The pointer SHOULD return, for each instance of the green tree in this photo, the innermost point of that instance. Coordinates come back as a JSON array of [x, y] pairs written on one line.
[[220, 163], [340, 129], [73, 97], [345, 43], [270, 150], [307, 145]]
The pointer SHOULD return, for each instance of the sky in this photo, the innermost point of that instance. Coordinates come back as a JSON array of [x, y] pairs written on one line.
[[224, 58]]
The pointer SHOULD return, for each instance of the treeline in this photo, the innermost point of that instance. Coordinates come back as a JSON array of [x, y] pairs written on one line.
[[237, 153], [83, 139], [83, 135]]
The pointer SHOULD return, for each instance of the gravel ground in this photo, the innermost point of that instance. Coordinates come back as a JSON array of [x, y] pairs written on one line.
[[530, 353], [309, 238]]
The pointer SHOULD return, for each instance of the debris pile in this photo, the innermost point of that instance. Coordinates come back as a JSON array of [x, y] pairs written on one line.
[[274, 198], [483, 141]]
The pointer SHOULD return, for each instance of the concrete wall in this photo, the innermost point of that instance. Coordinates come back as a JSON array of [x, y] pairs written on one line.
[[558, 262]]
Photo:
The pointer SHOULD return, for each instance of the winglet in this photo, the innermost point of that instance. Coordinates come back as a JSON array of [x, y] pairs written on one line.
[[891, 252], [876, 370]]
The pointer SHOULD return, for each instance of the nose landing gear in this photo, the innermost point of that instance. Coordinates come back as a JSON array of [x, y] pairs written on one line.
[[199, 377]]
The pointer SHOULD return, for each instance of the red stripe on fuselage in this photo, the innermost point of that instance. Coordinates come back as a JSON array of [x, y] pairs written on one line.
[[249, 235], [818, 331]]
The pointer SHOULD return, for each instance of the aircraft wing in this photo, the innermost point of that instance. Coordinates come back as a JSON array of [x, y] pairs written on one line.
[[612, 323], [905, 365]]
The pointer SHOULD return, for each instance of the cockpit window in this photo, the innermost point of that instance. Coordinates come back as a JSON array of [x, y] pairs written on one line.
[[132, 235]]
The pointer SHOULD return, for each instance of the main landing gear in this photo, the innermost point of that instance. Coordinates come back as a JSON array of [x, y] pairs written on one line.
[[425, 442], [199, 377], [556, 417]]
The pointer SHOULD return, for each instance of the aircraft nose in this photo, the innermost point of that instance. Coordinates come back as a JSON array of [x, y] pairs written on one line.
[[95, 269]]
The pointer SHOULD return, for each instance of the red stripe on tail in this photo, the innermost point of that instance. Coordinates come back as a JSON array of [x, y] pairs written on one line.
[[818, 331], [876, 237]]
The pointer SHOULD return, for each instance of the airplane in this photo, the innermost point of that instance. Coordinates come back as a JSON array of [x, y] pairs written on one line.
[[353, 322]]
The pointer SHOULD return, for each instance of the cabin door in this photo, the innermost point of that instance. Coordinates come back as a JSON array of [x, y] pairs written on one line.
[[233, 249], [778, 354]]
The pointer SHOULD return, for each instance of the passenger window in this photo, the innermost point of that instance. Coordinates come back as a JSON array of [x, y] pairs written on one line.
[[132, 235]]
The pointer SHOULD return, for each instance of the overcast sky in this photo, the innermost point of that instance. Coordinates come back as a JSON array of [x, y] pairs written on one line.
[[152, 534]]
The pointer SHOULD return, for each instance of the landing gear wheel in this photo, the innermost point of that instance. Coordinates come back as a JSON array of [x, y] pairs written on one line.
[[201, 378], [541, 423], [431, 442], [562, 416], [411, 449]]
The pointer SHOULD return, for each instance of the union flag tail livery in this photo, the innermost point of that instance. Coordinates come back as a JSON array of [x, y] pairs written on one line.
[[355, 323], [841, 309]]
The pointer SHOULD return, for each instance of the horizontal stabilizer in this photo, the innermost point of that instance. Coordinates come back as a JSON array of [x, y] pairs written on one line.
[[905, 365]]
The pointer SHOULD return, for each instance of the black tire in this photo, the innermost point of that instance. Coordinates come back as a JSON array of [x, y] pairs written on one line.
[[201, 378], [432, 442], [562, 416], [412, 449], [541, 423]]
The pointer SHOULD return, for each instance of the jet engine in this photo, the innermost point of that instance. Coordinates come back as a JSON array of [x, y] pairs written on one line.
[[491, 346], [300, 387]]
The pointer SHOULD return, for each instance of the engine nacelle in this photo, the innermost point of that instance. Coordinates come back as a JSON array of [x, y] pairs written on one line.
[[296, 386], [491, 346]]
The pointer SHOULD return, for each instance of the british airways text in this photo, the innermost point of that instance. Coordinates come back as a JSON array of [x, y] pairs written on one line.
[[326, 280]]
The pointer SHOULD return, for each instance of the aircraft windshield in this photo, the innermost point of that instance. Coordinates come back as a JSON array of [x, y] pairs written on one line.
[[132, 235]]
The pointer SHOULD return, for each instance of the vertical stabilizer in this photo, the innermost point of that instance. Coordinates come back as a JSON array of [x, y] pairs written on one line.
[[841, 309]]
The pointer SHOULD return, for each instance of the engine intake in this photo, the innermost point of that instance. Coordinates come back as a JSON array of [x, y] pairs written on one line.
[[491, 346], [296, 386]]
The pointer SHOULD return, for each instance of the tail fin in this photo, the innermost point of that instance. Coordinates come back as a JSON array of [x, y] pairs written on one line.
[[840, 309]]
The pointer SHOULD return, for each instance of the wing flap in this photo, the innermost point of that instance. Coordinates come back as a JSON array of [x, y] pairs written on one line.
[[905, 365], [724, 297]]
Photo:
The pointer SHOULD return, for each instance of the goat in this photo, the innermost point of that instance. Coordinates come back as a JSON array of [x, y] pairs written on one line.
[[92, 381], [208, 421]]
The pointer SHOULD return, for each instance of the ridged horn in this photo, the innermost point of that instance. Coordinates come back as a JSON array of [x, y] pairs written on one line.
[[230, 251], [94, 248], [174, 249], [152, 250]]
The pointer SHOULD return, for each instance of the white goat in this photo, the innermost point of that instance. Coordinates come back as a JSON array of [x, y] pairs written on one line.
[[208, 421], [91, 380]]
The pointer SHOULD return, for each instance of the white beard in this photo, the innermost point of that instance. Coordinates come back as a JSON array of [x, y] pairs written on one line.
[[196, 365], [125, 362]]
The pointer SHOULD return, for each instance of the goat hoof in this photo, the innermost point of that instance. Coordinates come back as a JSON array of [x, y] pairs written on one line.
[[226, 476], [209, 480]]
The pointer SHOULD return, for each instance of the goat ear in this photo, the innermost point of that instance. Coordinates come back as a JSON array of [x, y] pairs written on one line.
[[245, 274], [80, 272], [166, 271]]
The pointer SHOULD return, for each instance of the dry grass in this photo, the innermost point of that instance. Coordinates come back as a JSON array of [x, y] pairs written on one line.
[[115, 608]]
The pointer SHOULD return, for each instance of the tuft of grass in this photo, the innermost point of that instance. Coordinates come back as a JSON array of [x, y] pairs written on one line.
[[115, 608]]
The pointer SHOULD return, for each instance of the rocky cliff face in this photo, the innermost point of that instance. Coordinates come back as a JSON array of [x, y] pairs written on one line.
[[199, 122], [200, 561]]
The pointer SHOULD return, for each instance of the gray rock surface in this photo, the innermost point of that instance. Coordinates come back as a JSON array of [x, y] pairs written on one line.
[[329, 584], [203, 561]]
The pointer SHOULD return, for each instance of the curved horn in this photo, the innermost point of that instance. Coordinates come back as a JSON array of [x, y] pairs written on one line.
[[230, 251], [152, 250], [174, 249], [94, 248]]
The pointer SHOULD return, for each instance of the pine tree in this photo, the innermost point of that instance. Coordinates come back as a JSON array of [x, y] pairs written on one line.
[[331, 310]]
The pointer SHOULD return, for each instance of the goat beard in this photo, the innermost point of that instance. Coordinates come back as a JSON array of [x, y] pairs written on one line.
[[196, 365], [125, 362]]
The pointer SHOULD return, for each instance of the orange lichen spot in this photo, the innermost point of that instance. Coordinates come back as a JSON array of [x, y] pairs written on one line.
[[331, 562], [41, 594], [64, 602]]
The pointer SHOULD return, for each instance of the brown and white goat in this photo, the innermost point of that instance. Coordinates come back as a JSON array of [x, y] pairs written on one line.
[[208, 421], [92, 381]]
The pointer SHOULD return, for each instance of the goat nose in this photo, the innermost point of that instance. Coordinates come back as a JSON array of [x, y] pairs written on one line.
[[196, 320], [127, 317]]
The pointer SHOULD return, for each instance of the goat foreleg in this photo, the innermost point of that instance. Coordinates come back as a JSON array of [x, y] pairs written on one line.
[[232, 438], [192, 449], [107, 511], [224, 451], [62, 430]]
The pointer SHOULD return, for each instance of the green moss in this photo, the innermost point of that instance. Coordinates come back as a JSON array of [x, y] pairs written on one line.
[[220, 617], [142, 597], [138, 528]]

━━━━━━━━━━━━━━━━━━━━━━━━━━━━━━

• _What is required_
Quote every line from the line containing "The pointer SHOULD return, for each instance of the goat nose" through the closing line of the listing, including both.

• _Response below_
The pointer SHOULD return, for each instance of the goat nose in this photo, the innermost point of that instance. Coordinates come back as a JSON array of [x, y] pairs written on one line.
[[196, 320], [127, 317]]
The pointer SHOULD return, for each instance of the goat foreleg in this photo, the innermost point of that instance. Coordinates come back as a JSON array of [x, y] pairs written on one line.
[[232, 438], [192, 449], [107, 511], [224, 451], [62, 430]]
The pointer SHOULD return, for each instance of the green moss in this photo, the innermost point of that instance. Coordinates come back as a JSON array of [x, y] pairs written on one line.
[[220, 617], [142, 597], [138, 528]]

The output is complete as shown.